TEXTE:
Män kan inte våldtas, film réalisé par Jörn Donner est basé sur le roman du même nom, publié en Finlande en 1975. Il raconte l'histoire d'une bibliothécaire, Eva Randers, qui à la suite d'une banale soirée où elle fêtait son anniversaire en compagnie de sa meilleure amie subit un viol de la part d'un inconnu, dans son appartement. Après lui avoir proposé une danse, un verre de brandy, puis un café chez lui, Martin Wester, ne supportant pas l'idée qu'elle se refuse à lui la força à avoir un rapport non consenti, réclamant ce qu'il considérait comme un dû.


L'originalité de ce long-métrage, difficilement trouvable au demeurant (je remercie par ailleurs Ramya de me l'avoir fait connaître) est de proposer une version du « rape and revenge » sous une perspective entièrement féministe. Choquée, désemparée, Eva se redresse assez difficilement en se décidant d’abord à tout connaître de son agresseur : ses loisirs, ses fréquentations féminines et masculines, son lieu de travail. De là en ressurgit l’effroyable normalité du bonhomme, face à l’acte violent, et malheureusement banal que Eva a subi. A la marque indélébile que Martin lui a laissé, Eva lui impose sa présence, incontournable. Classique le jour, au travail, elle hante peu à peu la vie de Martin en le suivant partout, maquillée, affublée d’une perruque brune, créant un harcèlement qui prend d’autant plus d’ampleur qu’il ne peut y rien faire. Petit à petit, Martin finit par perdre son calme légendaire, celui qui faisait de lui un si bon joueur de bowling, un homme à l’apparence charmante, agréable et flegmatique.

TÂCHE 1:
D'après le texte, quel métier exerce Eva Randers ?
TÂCHE 2:
Veuillez recopier le passage du texte situé entre « Män kan inte » et « comme un dû. » inclus.

MATÉRIEL FOURNI:
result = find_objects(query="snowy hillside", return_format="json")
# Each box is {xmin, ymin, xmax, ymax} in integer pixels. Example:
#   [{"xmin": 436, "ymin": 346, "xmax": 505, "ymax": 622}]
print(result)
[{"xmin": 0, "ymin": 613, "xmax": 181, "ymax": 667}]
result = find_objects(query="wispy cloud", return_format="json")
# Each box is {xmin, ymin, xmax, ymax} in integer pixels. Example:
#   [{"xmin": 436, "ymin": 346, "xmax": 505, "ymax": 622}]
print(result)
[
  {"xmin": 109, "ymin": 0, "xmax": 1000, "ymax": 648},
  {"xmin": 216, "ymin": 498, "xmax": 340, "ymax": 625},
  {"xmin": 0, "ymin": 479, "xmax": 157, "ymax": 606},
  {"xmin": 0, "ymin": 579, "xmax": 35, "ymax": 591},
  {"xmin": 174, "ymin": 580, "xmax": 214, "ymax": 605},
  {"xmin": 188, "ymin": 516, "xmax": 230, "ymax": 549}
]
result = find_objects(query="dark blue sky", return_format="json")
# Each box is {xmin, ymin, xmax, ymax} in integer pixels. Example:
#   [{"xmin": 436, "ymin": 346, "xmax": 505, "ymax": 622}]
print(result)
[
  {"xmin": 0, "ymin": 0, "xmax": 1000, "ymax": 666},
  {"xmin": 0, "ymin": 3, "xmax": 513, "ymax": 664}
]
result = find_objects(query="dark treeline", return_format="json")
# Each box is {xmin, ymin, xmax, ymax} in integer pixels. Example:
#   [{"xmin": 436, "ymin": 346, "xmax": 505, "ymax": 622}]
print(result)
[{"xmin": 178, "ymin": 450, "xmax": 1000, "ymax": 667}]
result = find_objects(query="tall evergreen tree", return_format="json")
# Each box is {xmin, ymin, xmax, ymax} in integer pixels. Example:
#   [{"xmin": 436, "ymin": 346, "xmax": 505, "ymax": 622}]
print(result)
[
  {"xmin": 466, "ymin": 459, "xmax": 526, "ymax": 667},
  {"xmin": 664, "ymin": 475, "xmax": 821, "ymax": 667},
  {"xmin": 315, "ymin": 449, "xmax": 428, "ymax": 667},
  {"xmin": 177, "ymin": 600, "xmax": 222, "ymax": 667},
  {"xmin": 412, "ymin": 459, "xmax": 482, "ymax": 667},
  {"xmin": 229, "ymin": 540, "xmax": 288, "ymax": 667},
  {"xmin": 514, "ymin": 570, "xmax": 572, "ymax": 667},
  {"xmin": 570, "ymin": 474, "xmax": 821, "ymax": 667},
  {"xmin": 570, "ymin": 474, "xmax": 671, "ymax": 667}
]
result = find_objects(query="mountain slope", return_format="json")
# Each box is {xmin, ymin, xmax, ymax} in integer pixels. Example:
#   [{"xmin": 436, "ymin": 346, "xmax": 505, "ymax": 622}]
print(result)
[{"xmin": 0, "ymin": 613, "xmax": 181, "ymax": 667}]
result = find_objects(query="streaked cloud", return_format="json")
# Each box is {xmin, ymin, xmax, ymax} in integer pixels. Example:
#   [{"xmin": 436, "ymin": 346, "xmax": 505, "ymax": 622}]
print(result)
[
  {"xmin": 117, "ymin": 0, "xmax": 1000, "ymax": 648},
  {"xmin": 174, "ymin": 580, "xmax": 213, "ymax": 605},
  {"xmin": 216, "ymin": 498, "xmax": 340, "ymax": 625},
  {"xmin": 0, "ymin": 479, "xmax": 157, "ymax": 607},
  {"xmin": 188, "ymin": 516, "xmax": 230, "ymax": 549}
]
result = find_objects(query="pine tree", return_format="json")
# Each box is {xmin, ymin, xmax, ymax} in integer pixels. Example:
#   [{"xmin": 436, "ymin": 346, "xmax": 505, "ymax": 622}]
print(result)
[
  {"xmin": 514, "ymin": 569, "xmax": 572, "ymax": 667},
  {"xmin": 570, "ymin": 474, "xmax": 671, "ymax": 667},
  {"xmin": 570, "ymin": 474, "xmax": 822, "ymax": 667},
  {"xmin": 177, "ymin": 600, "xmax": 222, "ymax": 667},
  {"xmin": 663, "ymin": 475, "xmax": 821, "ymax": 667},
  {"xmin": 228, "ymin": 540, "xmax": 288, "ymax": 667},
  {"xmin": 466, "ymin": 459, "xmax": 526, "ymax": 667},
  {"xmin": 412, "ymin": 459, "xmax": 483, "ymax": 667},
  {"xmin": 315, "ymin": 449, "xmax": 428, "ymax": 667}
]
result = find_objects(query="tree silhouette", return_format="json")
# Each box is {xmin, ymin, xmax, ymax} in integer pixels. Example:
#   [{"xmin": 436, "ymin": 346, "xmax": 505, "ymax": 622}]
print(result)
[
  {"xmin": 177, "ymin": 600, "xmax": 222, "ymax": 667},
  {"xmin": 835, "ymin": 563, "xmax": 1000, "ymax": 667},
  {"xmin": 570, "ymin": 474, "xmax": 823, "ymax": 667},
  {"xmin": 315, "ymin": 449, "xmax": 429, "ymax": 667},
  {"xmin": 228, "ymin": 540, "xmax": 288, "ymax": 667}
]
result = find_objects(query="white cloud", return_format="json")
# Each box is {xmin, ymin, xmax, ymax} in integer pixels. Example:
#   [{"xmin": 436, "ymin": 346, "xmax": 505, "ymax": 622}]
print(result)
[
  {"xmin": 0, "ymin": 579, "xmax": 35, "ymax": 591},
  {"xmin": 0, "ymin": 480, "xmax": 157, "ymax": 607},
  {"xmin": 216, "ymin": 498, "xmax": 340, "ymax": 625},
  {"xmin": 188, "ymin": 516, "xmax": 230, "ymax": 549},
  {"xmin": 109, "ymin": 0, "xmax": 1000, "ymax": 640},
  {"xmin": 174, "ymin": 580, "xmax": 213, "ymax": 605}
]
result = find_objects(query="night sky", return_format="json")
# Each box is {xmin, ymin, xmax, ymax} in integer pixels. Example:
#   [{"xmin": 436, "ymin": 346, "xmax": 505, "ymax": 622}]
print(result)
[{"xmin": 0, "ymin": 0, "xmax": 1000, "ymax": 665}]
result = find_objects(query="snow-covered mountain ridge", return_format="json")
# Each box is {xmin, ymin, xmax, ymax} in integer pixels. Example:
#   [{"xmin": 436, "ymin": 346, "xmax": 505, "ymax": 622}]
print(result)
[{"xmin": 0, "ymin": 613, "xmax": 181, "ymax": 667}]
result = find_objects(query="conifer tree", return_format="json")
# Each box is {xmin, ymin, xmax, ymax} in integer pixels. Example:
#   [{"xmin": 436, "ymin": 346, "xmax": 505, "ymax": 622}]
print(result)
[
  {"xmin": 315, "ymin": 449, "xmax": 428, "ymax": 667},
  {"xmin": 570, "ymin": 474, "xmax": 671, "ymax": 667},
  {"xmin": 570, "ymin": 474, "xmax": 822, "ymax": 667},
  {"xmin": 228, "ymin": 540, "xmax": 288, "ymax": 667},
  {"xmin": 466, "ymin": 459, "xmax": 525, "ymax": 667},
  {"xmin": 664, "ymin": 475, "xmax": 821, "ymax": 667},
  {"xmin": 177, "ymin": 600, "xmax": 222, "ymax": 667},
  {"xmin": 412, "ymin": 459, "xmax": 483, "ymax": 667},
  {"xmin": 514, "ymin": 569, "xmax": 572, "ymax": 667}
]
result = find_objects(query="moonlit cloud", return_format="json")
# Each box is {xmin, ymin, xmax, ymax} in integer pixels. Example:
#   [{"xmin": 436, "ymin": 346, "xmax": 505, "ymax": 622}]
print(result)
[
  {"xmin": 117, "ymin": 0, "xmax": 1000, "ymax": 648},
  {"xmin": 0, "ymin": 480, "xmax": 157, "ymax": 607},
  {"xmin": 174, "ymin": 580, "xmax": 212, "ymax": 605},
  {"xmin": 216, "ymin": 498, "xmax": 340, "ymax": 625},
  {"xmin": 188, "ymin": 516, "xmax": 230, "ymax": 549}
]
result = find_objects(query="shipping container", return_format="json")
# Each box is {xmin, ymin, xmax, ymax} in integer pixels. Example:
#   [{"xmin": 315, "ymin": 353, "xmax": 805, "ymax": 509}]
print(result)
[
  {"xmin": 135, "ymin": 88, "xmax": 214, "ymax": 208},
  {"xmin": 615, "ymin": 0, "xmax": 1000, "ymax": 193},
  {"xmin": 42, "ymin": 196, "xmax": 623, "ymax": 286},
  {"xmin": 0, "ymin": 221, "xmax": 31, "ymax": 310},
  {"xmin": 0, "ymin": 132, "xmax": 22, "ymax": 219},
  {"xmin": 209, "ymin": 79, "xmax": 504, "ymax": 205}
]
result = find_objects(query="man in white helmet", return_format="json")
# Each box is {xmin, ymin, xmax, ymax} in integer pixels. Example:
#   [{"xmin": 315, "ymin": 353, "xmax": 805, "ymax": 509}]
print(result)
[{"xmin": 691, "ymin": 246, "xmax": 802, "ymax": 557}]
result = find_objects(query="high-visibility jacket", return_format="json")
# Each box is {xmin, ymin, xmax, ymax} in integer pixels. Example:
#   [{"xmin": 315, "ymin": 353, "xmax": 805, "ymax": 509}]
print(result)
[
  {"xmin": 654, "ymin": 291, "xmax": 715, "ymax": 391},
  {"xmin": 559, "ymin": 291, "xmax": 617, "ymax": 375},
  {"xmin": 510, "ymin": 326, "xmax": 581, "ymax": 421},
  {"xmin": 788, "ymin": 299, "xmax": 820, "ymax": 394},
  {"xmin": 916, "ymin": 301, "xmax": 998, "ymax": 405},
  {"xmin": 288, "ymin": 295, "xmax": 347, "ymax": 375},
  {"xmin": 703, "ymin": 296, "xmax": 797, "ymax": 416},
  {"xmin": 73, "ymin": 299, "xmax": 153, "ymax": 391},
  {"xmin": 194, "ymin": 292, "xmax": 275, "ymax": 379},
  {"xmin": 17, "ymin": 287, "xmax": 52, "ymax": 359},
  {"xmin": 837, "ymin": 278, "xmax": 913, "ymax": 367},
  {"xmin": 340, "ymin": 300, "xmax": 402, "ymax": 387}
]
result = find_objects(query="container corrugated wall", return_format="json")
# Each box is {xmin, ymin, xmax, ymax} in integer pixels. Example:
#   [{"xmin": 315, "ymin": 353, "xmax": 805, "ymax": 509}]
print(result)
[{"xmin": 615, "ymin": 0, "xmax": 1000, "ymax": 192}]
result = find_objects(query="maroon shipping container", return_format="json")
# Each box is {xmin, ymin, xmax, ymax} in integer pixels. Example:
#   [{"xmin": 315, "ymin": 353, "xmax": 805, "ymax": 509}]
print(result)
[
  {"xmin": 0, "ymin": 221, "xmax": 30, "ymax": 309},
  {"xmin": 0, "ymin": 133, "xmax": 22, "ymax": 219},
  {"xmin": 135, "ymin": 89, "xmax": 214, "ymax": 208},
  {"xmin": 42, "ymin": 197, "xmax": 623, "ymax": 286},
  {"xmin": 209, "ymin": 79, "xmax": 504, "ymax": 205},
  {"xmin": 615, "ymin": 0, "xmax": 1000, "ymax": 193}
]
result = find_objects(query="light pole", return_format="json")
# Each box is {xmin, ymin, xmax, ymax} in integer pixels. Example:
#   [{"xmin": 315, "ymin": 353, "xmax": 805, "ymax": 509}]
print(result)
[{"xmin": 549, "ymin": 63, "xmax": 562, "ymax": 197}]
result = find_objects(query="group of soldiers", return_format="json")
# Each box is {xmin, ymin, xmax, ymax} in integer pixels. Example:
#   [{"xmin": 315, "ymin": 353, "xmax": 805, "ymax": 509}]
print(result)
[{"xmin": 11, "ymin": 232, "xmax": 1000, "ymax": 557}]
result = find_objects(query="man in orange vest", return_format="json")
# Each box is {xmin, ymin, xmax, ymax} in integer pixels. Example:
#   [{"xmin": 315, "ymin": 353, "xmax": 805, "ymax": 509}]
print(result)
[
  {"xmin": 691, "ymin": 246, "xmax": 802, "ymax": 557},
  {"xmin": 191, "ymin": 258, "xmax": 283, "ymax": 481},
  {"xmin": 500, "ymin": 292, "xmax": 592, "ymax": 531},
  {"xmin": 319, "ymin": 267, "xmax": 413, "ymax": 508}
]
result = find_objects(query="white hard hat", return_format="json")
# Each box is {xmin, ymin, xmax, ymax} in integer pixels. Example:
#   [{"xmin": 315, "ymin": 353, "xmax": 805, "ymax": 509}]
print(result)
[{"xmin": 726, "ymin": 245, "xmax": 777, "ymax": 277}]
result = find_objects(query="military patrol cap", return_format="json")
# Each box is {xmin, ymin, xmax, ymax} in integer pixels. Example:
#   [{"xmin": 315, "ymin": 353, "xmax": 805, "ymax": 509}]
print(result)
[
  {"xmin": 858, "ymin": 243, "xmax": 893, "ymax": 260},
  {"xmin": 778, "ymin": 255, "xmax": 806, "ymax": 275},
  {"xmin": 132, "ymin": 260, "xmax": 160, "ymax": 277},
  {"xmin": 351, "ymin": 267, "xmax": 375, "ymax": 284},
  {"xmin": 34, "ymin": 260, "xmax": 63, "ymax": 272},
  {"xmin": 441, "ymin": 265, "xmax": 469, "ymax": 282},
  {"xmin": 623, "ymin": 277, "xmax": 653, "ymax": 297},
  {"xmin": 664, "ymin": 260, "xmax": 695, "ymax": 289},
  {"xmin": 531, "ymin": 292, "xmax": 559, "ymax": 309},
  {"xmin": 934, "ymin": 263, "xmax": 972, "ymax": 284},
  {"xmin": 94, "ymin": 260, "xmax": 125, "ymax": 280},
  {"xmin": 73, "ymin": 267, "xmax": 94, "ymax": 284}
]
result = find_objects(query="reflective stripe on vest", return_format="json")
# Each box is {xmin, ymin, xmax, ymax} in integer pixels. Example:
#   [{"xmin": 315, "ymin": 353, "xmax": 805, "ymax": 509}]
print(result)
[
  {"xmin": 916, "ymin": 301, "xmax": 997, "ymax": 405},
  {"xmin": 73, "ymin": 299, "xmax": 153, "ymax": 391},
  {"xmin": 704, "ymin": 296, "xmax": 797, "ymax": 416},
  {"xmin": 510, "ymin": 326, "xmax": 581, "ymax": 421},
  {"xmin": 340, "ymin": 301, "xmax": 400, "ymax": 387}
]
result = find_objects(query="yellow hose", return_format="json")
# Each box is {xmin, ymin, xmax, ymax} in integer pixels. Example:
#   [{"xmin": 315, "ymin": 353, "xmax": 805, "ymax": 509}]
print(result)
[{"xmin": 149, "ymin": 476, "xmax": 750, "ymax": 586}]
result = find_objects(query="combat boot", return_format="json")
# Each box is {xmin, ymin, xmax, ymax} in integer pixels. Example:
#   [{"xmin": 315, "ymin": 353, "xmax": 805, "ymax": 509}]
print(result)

VOTRE RÉPONSE 1:
Elle est bibliothécaire.

VOTRE RÉPONSE 2:
Män kan inte våldtas, film réalisé par Jörn Donner est basé sur le roman du même nom, publié en Finlande en 1975. Il raconte l'histoire d'une bibliothécaire, Eva Randers, qui à la suite d'une banale soirée où elle fêtait son anniversaire en compagnie de sa meilleure amie subit un viol de la part d'un inconnu, dans son appartement. Après lui avoir proposé une danse, un verre de brandy, puis un café chez lui, Martin Wester, ne supportant pas l'idée qu'elle se refuse à lui la força à avoir un rapport non consenti, réclamant ce qu'il considérait comme un dû.